Posted on 07/26/2025 5:30:39 AM PDT by whyilovetexas111
The U.S. Air Force made a “strategic blunder” in 1991 by choosing the YF-22 over the more advanced YF-23 prototype. The YF-23 was a more futuristic design, prioritizing the all-aspect stealth, speed, and range needed for modern, beyond-visual-range combat.The Air Force, however, being risk-averse, chose the more conventional and maneuverable YF-22 (or F-22) because it clung to outdated dogfighting dogmas.
(Excerpt) Read more at nationalsecurityjournal.org ...
Regarding BVR (beyond visual range), consider the Navy’s newest air-to-air missle, based on the Ohio-based SM-3 (I believe). It’s been flown on F-18s with a load of 4, not 6. Of course, this doesn’t address any stealth achieved by the Soviets.
The choice was purely political. Northrop was building the B2 and Lockheed was chosen to keep it going at the time.
The YF-23 was parked ignominiously on the far side of the lakebed at Edwards, canopy shattered. It was gorgeous plane in my opinion.
Back in the day, the “Advanced Tactical Fighter” was proposed (what became the F-22) as a next gen fighter costing (laughably) no more than $25M a copy.
The F-22 bellied into the runway at Edwards shortly after selection while filming a commercial of some sort for Lockheed. It had bailing wire and bubble gum for flight software, and nobody had bothered to have the condition where the afterburner was lit while the gear was in transition, so there was a pilot-induced oscillation that ended up destroying the airframe but one lucky test pilot walked away from (the definition of a “good” landing).
They made the right choice. 22 is pinnacle and useful when it’s not BVR. The lesson was learned in Vietnam everything was going to be missiles and BVR.
It would have been foolish to get the 23 and find yourself unable to cope with the stealth vanished via tech, and to have something you can’t use for anything else.

(List of tasks)
**1)** In the forum thread on the YF-22 and YF-23, in what year did the U.S. Air Force pick the YF-22?
**2)** Write the next comment in the forum thread on the YF-22 and YF-23, picking up after its final comment.

[Records of labeled points]
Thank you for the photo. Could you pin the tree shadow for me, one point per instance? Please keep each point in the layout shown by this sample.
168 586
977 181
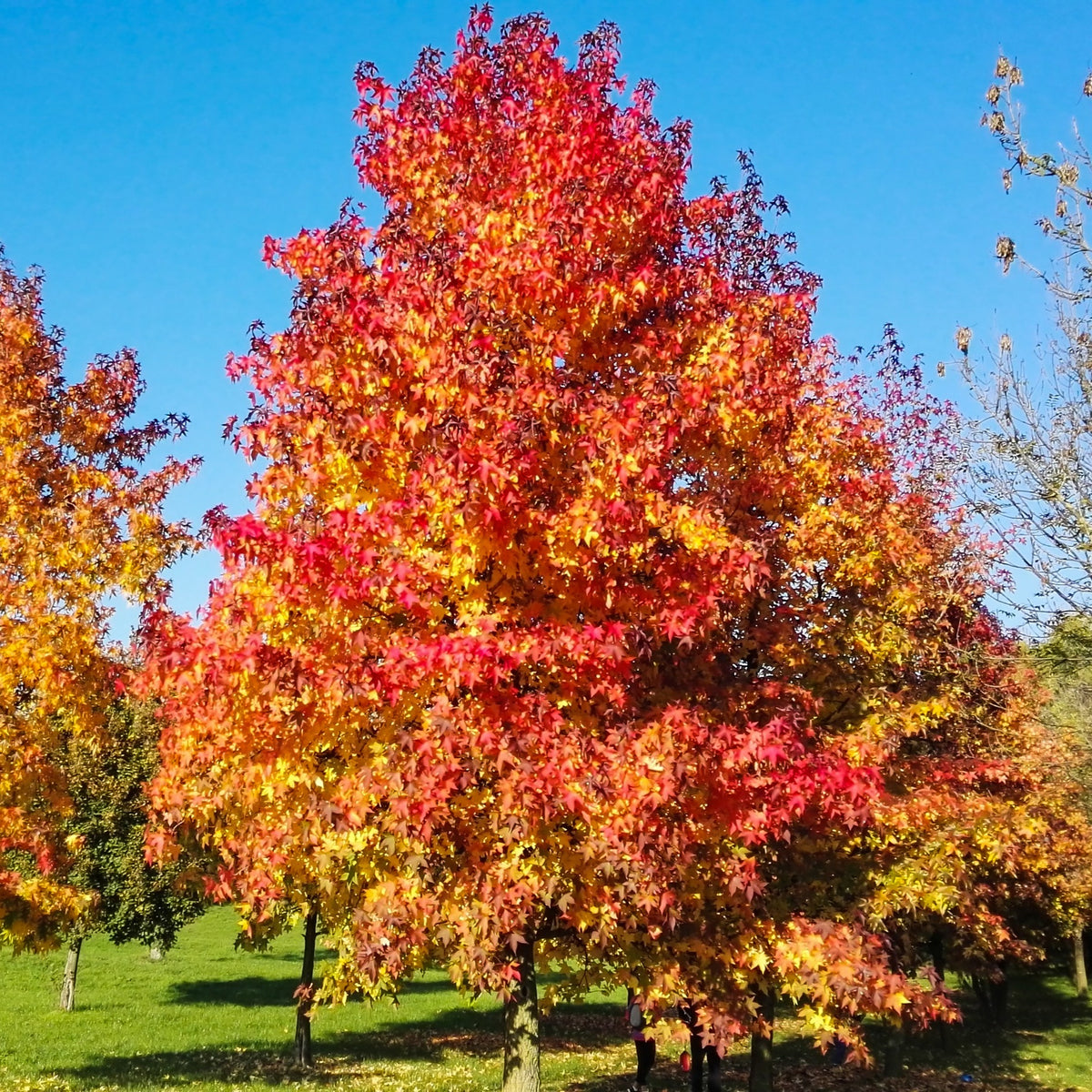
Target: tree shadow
997 1057
254 992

(Answers to each task)
**1)** 1991

**2)**
I think the YF-23 scared the wrong people. It was downright alien-looking and they weren’t sure how to evaluate it. The YF-22 was more of a known quantity and our primary adversary was still the U.S.S.R. at the time. Little did anyone know that 30 years later the F-23 would be a much better fit for the current threat picture than the F-22.
I’m dying to see what the F-47 looks like. I can’t help but wonder if it will look suspiciously like an F-23.
“ We need a strategy to vault forward and produce lethal systems in the hundreds of thousands that could blunt any attempt to overthrow Western civilization.”
An attempt to overthrow western civilization? Fighter planes are useless for that.
As far as YF-23’s looks go, it’s the 21st century reincarnation of the DeHavilland Mosquito, the most utterly bewitching airplane ever made.
Supposedly, Lyndon Johnson got $100,000 in cash for pushing through the F-111 contract award for General Dynamics. Boeing’s design and bid had been consistently rated better and cheaper.
General Dynamics didn't have the technology to manufacture the Titanium air plane so they sued to force the losing bidder to share their process and won.
As long as there are computer or electronic voting machines running our elections, the Republic is in danger.
In the aggregate, the PLA forces are more than capable of doing so. That is their aim for the Indo-Pacific region, to supplant Western values with centralized control & tyranny. The ultimate goal is to do the same worldwide, and the Communist Chinese armed forces are the primary instrument.
Now if the can only resurrect the F-23.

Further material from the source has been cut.